*Directions for this task:* Set the records down again in full, exactly as they are, apart from the images.

========================================================================

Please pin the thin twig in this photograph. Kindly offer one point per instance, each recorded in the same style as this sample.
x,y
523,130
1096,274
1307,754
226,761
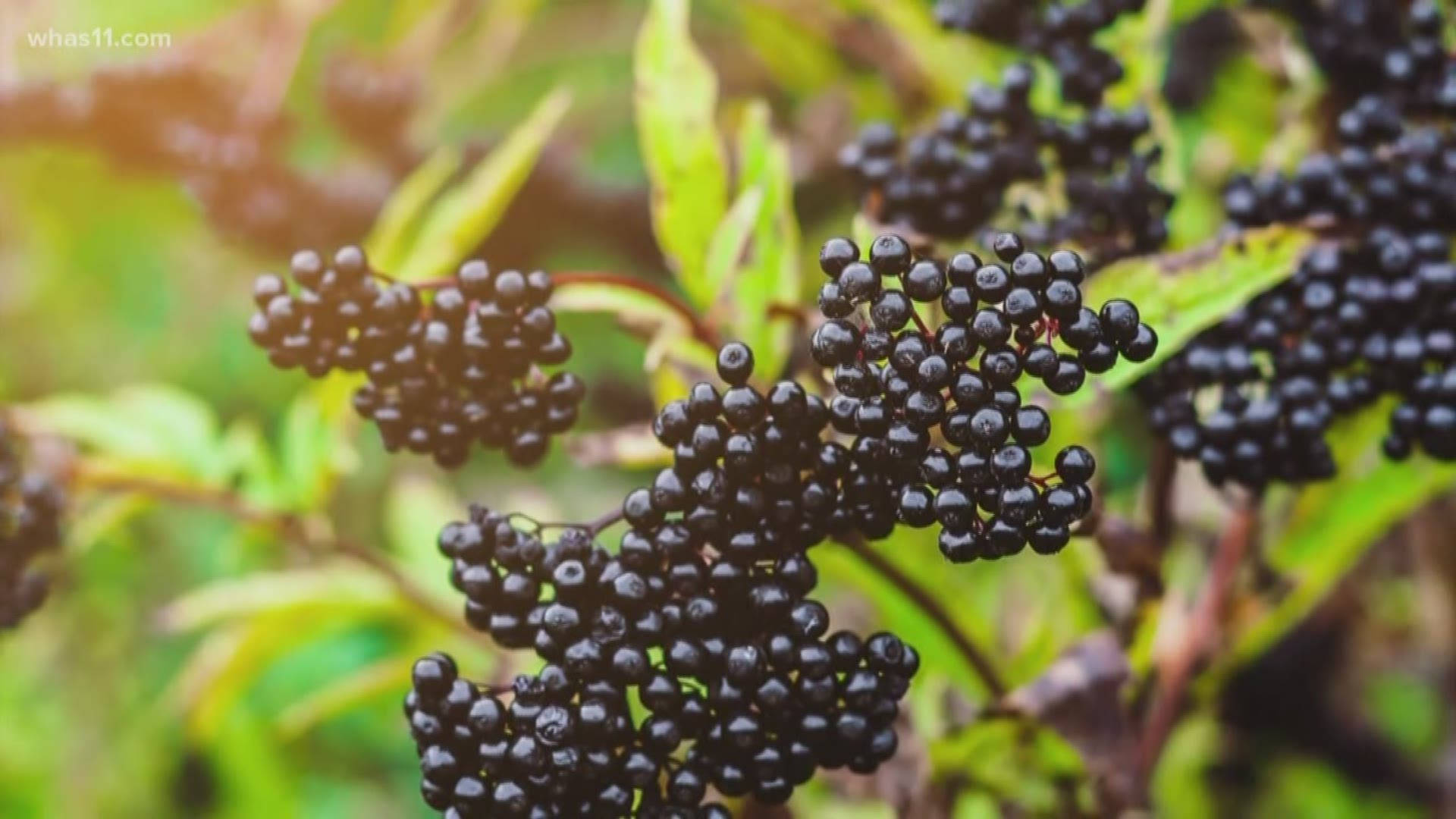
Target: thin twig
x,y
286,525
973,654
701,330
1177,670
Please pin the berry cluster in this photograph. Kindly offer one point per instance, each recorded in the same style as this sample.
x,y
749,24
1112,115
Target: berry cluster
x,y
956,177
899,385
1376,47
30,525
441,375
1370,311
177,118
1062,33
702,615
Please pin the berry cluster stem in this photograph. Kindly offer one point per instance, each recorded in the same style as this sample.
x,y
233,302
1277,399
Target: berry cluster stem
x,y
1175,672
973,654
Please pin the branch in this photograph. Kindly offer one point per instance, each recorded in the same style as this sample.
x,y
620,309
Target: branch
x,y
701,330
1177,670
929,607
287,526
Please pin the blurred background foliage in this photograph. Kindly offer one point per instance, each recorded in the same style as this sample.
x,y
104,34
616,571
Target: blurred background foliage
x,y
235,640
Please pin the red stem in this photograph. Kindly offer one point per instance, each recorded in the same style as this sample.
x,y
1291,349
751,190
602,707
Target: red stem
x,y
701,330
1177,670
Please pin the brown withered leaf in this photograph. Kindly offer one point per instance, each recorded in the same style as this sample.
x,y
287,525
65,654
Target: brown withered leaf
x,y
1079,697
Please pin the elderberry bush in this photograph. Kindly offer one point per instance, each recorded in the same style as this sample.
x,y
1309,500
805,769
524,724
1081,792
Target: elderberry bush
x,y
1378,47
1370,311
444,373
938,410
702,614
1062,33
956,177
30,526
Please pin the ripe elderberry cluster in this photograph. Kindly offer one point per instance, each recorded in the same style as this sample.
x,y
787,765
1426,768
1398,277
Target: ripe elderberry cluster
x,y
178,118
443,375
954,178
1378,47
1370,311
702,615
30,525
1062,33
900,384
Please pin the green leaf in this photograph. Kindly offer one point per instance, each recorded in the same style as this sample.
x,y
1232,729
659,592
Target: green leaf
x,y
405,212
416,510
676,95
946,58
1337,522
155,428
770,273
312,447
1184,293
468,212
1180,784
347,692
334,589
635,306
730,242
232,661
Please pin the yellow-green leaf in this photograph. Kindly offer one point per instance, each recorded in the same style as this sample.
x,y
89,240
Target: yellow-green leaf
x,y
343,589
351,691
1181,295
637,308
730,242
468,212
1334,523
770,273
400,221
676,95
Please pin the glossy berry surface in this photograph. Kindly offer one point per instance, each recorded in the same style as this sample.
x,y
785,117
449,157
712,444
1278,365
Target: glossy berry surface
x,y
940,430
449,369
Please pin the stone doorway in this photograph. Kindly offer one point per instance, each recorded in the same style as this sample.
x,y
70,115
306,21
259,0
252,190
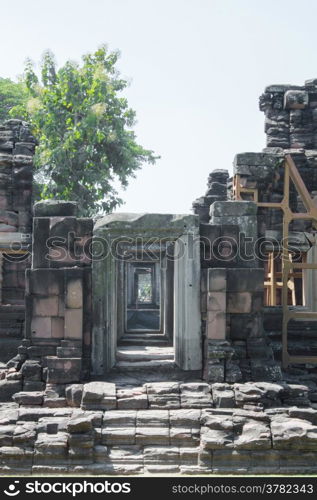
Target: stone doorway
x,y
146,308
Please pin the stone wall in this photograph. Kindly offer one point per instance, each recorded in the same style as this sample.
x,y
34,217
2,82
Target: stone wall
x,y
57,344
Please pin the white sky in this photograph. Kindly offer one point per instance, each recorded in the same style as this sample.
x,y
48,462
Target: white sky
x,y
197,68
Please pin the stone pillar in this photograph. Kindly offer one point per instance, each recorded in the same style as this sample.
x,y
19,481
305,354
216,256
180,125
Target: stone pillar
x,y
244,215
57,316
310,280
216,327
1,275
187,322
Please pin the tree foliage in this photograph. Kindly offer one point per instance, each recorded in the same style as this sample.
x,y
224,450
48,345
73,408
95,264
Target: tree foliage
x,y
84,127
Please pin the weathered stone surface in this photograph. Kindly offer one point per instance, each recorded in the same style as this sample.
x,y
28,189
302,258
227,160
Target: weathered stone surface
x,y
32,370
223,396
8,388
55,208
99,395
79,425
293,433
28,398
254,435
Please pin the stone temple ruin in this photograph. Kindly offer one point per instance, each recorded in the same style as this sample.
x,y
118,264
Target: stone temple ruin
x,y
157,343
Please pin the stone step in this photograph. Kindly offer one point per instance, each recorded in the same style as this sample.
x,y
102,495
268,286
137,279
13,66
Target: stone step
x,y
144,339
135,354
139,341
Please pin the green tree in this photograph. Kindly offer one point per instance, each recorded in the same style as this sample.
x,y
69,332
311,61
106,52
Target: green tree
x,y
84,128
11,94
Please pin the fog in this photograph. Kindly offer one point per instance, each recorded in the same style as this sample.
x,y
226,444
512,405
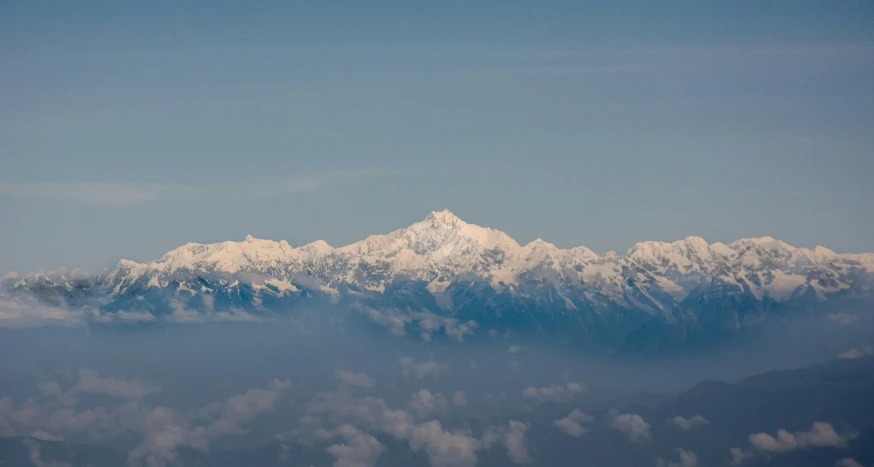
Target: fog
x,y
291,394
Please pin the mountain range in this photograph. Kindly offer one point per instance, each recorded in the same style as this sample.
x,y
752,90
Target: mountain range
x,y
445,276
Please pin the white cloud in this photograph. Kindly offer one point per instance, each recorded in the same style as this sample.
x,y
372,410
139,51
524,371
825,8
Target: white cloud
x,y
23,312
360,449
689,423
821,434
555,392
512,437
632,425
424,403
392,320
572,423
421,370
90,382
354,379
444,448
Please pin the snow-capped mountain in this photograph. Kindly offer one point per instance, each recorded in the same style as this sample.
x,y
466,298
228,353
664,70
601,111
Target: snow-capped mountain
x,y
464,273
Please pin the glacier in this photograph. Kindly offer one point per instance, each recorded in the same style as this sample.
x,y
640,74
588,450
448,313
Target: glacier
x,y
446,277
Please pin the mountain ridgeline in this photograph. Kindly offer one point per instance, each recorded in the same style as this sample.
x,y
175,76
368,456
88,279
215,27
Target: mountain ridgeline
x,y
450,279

========================================================================

*Finished exercise:*
Please pin the thin twig in this photograph. Kindly offer one point per instance, each recorded in the same style as this sample.
x,y
523,130
1096,274
1307,754
226,761
Target: thin twig
x,y
286,525
973,654
701,330
1177,670
Please pin the berry cluster in this photograph. Kindly offer one point per instance, each recorded in the same style as this sample.
x,y
749,24
1112,115
Target: berry cluster
x,y
956,177
899,385
1376,47
30,525
441,375
1370,311
177,118
1062,33
702,615
Please pin the berry cluster stem in this photograph. Kindly offer one point per instance, each recorded in the same style as this sample.
x,y
233,302
1277,399
Target: berry cluster stem
x,y
1175,672
973,654
Please pin the branch in this photograph. Kindly offer one point per instance, each recorded in the same style as this sample.
x,y
620,309
Target: branch
x,y
701,330
1177,670
929,607
287,526
Please pin the blurred background foliage in this photograph. Kindly offer one point per instance, each recorded in the same style as this sample.
x,y
104,34
616,571
Target: blurred background foliage
x,y
235,640
Please pin the red stem in this photograph. Kindly offer one point per instance, each recorded in the same style as this sample.
x,y
1291,349
751,190
602,707
Target: red stem
x,y
701,330
1177,670
Please pin the brown withered leaf in this photograph. Kindly offer one point per instance, each recorded in the same style as this sample.
x,y
287,525
65,654
Target: brown withered leaf
x,y
1079,697
Please pin the elderberry bush in this photograph. Kindly offer one point per instance, each recorded in the same style as this sample.
x,y
1309,500
805,769
524,724
1081,792
Target: elderberry bush
x,y
1378,47
1370,311
444,373
938,410
702,614
1062,33
956,177
30,526
Please pin the ripe elderberry cluster in this photograph. Kindly offer one point per instance, each recorded in the same style as this sample.
x,y
787,765
1426,768
1398,277
Target: ripe elderberry cluster
x,y
178,118
443,375
954,178
1378,47
1370,311
702,615
30,525
1062,33
900,384
Please pin the green leaf in this photograph. Kindly offer one point per instance, each recorded in the same style as this sample.
x,y
1232,729
659,592
Target: green leaf
x,y
405,212
416,510
676,95
946,58
1337,522
155,428
770,273
312,447
1184,293
468,212
1180,784
347,692
334,589
635,306
730,242
232,661
Please pin the yellow-green leaf in this photograph. Kindly offer one point per instance, each recorded in the same style as this sample.
x,y
89,240
Target: yellow-green leaf
x,y
343,589
351,691
1181,295
637,308
730,242
468,212
1334,523
770,273
400,221
676,95
Please pin the glossy berry surface in this photograph. Kindly offer one point per instance, each recorded in the same style as this sample.
x,y
785,117
449,157
712,444
1278,365
Target: glossy berry surface
x,y
940,430
449,369
Please pin the stone doorway in this photograph. Kindly offer one point per instance, each recorded in the same style as this sample.
x,y
70,115
306,21
259,0
252,190
Target: stone doorway
x,y
146,308
Please pin the stone wall in this photograph. Kindly offer one point per instance, each recorded in the same style as this sample.
x,y
34,217
2,82
Target: stone wall
x,y
57,344
Please pin the white sky in this photograph. Kindly offer one point per instance, each recorded in the same style as this sample.
x,y
48,462
Target: white sky
x,y
197,68
Please pin the stone pillar in this photograph. Kindly offer one point per instance, each recorded in the same style as this sample.
x,y
19,481
305,354
216,256
180,125
Target: stone pillar
x,y
244,215
57,316
310,280
216,327
1,275
187,322
Please pin the tree foliage in this photograph. Kindly offer one point per instance, each recorded in the same style as this sample.
x,y
224,450
48,345
73,408
95,264
Target: tree foliage
x,y
84,127
Please pin the weathered stone surface in this photograph. Kindly offer one point per instance, each recorded in the same style as this sample.
x,y
28,189
302,258
227,160
Target: weathered stone surface
x,y
32,370
223,396
8,388
55,208
99,395
79,425
293,433
28,398
254,435
Please pin the stone temple ruin in this photograph. Kindly offer one point per instance, each recorded in the same style as this sample.
x,y
118,264
Target: stone temple ruin
x,y
157,343
Please pin the stone step in this photograph. Kindly offer one point per instance, each recorded in the same style as this sample.
x,y
102,495
268,286
137,279
13,66
Target: stone step
x,y
144,339
135,354
139,341
Please pin the green tree in this photograph. Kindly offer one point per instance, each recorded in the same style as this sample.
x,y
69,332
311,61
106,52
Target: green tree
x,y
84,128
11,94
Please pin the fog in this photograph. Kindly offer one point per instance, each recorded in the same style as this sample.
x,y
226,444
512,405
Target: fog
x,y
291,394
Please pin the mountain range in this photograph. Kindly offer one point per instance, each recorded in the same style as this sample.
x,y
752,90
Target: mountain range
x,y
445,276
Please pin the white cloud in this photograph. Kindly offer one point per instance, each recorded in the same style as this sample.
x,y
372,410
139,51
524,371
825,8
Target: white cloud
x,y
23,312
360,449
689,423
821,434
555,392
512,437
632,425
424,403
392,320
572,423
421,370
90,382
354,379
444,448
Please pin the snow-capped mountain in this photograph. Kindly offer one point per instance, each recorded in the same style as this sample.
x,y
466,298
228,353
664,70
601,111
Target: snow-capped mountain
x,y
464,273
Please pin the glacier in this photograph. Kindly offer one point per instance, each recorded in the same style as this sample.
x,y
640,74
588,450
448,313
Target: glacier
x,y
446,277
Please pin the mountain ridgeline in this photograph. Kindly offer one point per instance, each recorded in the same style as this sample.
x,y
175,76
368,456
88,279
215,27
Target: mountain ridgeline
x,y
450,279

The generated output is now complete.